_EXCERPT PROVIDED_.
>>>

Overall, very good post.

It’s not so much a loophole as a central rule of the site. As a rule, we should treat people with viewpoints that are not our own as arguing in good faith, and (in the event that there are factual disagreements) we should treat them as coming from a reasonable place.

So for example, if someone were to say that the women in question did not know that they were ICE, and instead thought they were random thugs, we address it by providing evidence that the women did know.

One reason that it is a loophole is that someone who is not arguing in good faith can make up more stuff than even the entire community can rebut. Most people, when they are presented with facts that go against their arguments, but who do not wish to change their mind, evolve their arguments - in the case of the above, for example, someone would stop arguing that they didn’t know the people were ICE, and instead argue that the instructions were unclear, or that running did not deserve death in this case. However, a determined troll will instead just go and continue making the same arguments in another spot.

There was a very determined individual named Darwin a while back who was infamous for doing this - one of the moderators here (I believe Amadan) eventually called him on it and told him that if he kept ignoring what people were responding with he’d be treated as a troll, and darwin quietly slunk away. I encourage you to look up the exchange if you’re interested - it’s a good example of the loophole while also illustrating that the mods are aware of the issue, but can’t really address it until it becomes egregious. (And of course, as we’re more right than left winged, there is a delicate act of balancing responses - someone who posts a left wing take will get a lot of replies that rebut it, and simply doesn’t have the resources to reply to all of them per se, so there needs to be some space for honest mistakes)

I'm actually fairly confident of the same thing - I've been fairly confident since the beginning that she wanted to speed off dramatically, and the cop she struck shot at her because he was struck by her vehicle. Lethal force was not warranted in hindsight, but of course he didn't know that at the time.

I'm going to argue against this because I think it's a good shoot, but I don't want Opt-out's position representing mine.

It is reasonable to believe that someone who is obstructing lawful actions (as in, ICE) should be placed under arrest. It is also reasonable to have to use lethal force against someone resisting arrest (not in all circumstances, but in circumstances where they will be hurting others, or where they is reasonable cause to believe that they will hurt others).

I believe that if someone is going to ignore the cops' orders to get out of the vehicle, then drive into a cop afterwards, a reasonable and predictable consequence of this is that they end up shot. I believe that ICE had the right to be there, as immigration and border enforcement is a federal affair. Given that ICE is not receiving on the ground assistance from state police, I believe the best strategy they can do is arrest people who are in directly in the way. In this case, it ended in tragedy; the fault lies with the woman who had numerous off ramps to stop this situation, but chose to pursue it to the bitter, predictable end.

tl;dr - Murdering dissidents is bad, no one should aspire to that. Arresting people who are directly in the way of lawful action is good. Some percentage of arrests will end up in deaths, which is bad, but can't be avoided without preventing arrests from working at all.

That's not quite true - the administration is hoping to make it obvious that ICE can and will catch you if you're in the states illegally. They're hoping to set up an environment that feels unwelcoming for illegal immigrants, which means that they need to raid blue states as well.

<<<

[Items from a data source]
>>>

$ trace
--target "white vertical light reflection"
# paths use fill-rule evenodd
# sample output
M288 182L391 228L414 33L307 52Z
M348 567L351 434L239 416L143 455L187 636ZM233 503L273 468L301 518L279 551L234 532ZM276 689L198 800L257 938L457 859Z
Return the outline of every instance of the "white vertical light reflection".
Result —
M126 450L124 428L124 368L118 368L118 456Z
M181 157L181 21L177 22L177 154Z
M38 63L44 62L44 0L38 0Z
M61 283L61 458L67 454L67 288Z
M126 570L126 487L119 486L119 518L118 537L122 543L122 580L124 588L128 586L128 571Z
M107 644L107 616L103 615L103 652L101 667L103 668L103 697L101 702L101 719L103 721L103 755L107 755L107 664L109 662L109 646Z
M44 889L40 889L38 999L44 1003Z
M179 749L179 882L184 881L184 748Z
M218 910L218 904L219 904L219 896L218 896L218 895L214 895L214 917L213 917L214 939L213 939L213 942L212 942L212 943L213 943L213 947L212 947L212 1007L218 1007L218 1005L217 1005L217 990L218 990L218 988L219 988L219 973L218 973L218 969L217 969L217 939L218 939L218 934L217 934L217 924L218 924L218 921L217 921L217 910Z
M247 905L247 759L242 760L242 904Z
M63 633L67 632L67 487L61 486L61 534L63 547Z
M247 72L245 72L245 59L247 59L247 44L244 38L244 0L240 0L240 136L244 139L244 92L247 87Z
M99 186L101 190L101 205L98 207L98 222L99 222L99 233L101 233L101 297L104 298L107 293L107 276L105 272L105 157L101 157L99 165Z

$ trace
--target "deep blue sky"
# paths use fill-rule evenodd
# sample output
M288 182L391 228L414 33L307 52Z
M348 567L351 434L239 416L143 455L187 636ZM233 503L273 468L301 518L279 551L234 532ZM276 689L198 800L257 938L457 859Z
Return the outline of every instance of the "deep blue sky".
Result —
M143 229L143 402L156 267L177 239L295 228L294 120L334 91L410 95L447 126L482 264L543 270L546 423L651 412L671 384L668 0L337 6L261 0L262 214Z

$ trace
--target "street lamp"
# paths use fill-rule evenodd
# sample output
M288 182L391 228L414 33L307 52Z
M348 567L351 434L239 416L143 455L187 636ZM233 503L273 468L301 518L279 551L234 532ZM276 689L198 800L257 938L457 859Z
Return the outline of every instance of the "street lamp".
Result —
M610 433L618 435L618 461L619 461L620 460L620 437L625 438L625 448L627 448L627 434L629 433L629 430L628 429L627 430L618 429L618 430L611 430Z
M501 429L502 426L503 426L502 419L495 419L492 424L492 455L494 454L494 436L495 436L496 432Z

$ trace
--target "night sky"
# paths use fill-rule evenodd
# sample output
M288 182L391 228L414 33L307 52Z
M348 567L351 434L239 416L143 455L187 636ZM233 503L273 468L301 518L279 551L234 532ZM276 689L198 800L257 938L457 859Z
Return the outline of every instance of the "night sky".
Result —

<<<

_WORK TASK_.
From the forum comments, write out the passage that starts with "tl;dr - Murdering" and goes on through "states as well.". The listing plays no role in this exercise.

_OUTPUT OF THE EXERCISE_.
tl;dr - Murdering dissidents is bad, no one should aspire to that. Arresting people who are directly in the way of lawful action is good. Some percentage of arrests will end up in deaths, which is bad, but can't be avoided without preventing arrests from working at all.

That's not quite true - the administration is hoping to make it obvious that ICE can and will catch you if you're in the states illegally. They're hoping to set up an environment that feels unwelcoming for illegal immigrants, which means that they need to raid blue states as well.